-- Task requirements --
1. Reproduce the Frito-Lay strike article verbatim between "As talks resume, workers" and "in the contract.", inclusive.
2. Write the next part of the Frito-Lay strike article, picking up after its final sentence.

***** Excerpted text *****

While BCTGM starves workers, doling out a pittance in strike pay, the union is sitting on tens of millions of dollars in assets. The lowest-paid Frito-Lay workers would need a 400 percent raise for their salary to match the salaries of top BCTGM union leaders.

In 2020, according to the union’s LM-2 tax filing, the BCTGM had net assets of over $36,486,164. So-called “representational activities,” or salaries for the union bureaucracy, equaled $3,473,558. Among the top union leaders, union president Anthony Shelton received a salary of $288,502 last year, secretary treasurer David Wood took in $273,269 and vice president Roger Miller made $222,612. Zero was spent on strike benefits.

As talks resume, workers are being kept totally in the dark. The union has not discussed what demands they are raising nor have they called for meetings with workers. When asked if the union had informed workers of their plans, a striking Frito-Lay worker told the World Socialist Web Site, “No, not really. I know we’re asking for an immediate wage bump across all classes in the terms of dollars, not percentages. Other than that, no specifics.

“They haven’t held a meeting per se, but our union shop stewards know we want to at least be paid the same amount or better as similar jobs in our area. So, like a match to target. I'm not sure how they’re going to navigate the non-economics. I feel like everyone is more or less on the same page of what we want, it’s just a matter of how negotiations go and the wording in the contract.

“I know that for me to vote yes it’s going to take at least $28.75 as new wage for my current classification and 3.5 percent yearly for cost-of-living. At the very least.” Current hourly wages range from $18.35 to $34.82 per hour, depending on job classification.

The union has not held meetings to discuss the demands of workers because it is not negotiating on their behalf, but on behalf of corporate management. Management dictated the last four contracts.

The brutal working conditions and low pay that Frito-Lay workers are rebelling against are the consequences of a series of concessionary contracts rammed through by the BCTGM. In multiple interviews and videos, BCTGM leaders admitted that many workers have not seen any raise in six to eight years.

The BCTGM avoided a strike for as long as possible, extending the previous agreement by approximately nine months before mounting pressure from workers forced them to call the first strike at the plant in nearly 50 years.

***** Input data *****

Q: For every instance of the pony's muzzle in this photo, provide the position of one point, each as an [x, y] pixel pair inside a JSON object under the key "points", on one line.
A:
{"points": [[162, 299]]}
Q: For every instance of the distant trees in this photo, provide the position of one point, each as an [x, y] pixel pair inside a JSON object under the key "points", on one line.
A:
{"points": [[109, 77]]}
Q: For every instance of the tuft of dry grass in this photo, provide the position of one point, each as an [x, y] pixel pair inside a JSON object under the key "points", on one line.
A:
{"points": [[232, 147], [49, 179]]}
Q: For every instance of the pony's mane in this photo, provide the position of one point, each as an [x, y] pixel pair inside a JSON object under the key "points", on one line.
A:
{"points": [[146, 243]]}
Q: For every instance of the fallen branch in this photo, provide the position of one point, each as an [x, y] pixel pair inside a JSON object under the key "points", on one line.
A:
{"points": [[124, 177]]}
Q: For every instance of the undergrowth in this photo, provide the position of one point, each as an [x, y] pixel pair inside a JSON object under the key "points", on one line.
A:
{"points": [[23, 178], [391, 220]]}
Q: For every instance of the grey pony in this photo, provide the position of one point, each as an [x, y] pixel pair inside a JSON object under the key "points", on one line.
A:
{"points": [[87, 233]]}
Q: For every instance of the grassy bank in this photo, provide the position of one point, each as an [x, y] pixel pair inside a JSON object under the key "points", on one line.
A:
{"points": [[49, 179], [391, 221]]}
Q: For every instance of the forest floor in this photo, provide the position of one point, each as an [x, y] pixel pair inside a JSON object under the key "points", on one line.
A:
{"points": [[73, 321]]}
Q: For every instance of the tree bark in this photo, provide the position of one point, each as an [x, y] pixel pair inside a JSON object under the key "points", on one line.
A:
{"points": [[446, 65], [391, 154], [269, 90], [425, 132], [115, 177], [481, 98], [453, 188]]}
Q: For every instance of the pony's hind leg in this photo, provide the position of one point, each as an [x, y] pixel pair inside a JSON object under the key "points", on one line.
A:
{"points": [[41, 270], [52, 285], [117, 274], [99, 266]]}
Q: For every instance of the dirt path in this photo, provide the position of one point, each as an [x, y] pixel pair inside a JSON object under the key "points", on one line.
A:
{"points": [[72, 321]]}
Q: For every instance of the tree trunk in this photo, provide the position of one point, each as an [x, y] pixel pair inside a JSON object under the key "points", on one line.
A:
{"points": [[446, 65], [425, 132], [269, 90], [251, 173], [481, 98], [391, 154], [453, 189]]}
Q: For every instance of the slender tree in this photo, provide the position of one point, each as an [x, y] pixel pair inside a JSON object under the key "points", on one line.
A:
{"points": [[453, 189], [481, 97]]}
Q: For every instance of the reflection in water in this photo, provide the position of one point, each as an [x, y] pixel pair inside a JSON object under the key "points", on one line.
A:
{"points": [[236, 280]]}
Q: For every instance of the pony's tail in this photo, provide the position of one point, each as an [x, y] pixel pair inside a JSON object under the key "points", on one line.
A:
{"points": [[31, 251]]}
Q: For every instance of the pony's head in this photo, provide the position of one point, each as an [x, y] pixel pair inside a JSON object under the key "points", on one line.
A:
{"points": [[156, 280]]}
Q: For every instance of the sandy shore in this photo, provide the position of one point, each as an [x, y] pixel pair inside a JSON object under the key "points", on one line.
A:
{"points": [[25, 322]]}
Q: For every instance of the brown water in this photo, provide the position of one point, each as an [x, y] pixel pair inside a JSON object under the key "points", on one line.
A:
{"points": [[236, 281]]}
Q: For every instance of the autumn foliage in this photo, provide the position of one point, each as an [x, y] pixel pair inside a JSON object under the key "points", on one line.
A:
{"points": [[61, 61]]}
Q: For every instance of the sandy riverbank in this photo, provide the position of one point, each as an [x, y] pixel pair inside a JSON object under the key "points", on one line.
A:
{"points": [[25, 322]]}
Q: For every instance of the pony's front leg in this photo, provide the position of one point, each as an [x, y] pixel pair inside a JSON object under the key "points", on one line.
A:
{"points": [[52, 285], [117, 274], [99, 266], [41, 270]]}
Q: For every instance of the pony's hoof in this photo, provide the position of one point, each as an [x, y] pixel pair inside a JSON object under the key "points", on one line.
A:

*****

-- Answers to the exercise --
1.
As talks resume, workers are being kept totally in the dark. The union has not discussed what demands they are raising nor have they called for meetings with workers. When asked if the union had informed workers of their plans, a striking Frito-Lay worker told the World Socialist Web Site, “No, not really. I know we’re asking for an immediate wage bump across all classes in the terms of dollars, not percentages. Other than that, no specifics.

“They haven’t held a meeting per se, but our union shop stewards know we want to at least be paid the same amount or better as similar jobs in our area. So, like a match to target. I'm not sure how they’re going to navigate the non-economics. I feel like everyone is more or less on the same page of what we want, it’s just a matter of how negotiations go and the wording in the contract.

2.
To win a decent contract workers must take negotiations out of the hands of the BCTGM and put it under the control of rank-and-file workers. This requires the formation of a Frito-Lay Rank-and-File Committee.

A rank-and-file committee should formulate demands based on what workers need, not on what the BCTGM and Frito-Lay say workers must accept. This should include, at minimum, contract negotiations broadcast live to all workers. Striking workers must be able to listen to the discussions being held between the union and the company and be able to participate in them.

Moreover, for workers to sustain themselves during the strike workers must be able to afford health care, groceries, pay their mortgages and meet other expenses. This requires that strike pay be increased to a level based on workers normal income.

The struggle at Frito-Lay is part of a growing wave of strikes in the US and internationally. From recently striking Volvo Trucks workers in Virginia, Warrior Met coal miners in Alabama to striking food delivery workers in Berlin, workers are fighting for improvements in their working conditions and higher living standards in the face of bitter opposition by employers and the unions.

To successfully pursue their fight against Frito-Lay, a subsidiary of PepsiCo., a multibillion-dollar international corporation with factories across the world, workers need an international strategy. A rank-and-file committee must seek to link up Frito-Lay workers with workers at other factories and workplaces in Kansas, across the United States and PepsiCo facilities globally.

We urge workers at Frito-Lay to take up this fight and build the Frito-Lay Workers Rank-and-File Committee today.